## Your task
Return only the count of lines in the listing below where the word "this" appears.
[[ Entries provided, beginning ]]
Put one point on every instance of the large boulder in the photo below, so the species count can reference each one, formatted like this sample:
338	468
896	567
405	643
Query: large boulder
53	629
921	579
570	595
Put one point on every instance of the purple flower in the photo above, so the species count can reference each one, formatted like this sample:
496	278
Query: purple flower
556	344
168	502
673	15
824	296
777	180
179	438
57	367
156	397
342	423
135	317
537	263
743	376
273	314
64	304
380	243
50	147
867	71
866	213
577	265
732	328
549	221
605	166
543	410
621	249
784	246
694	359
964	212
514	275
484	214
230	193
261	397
[[ Entries provided, end ]]
## Task output
2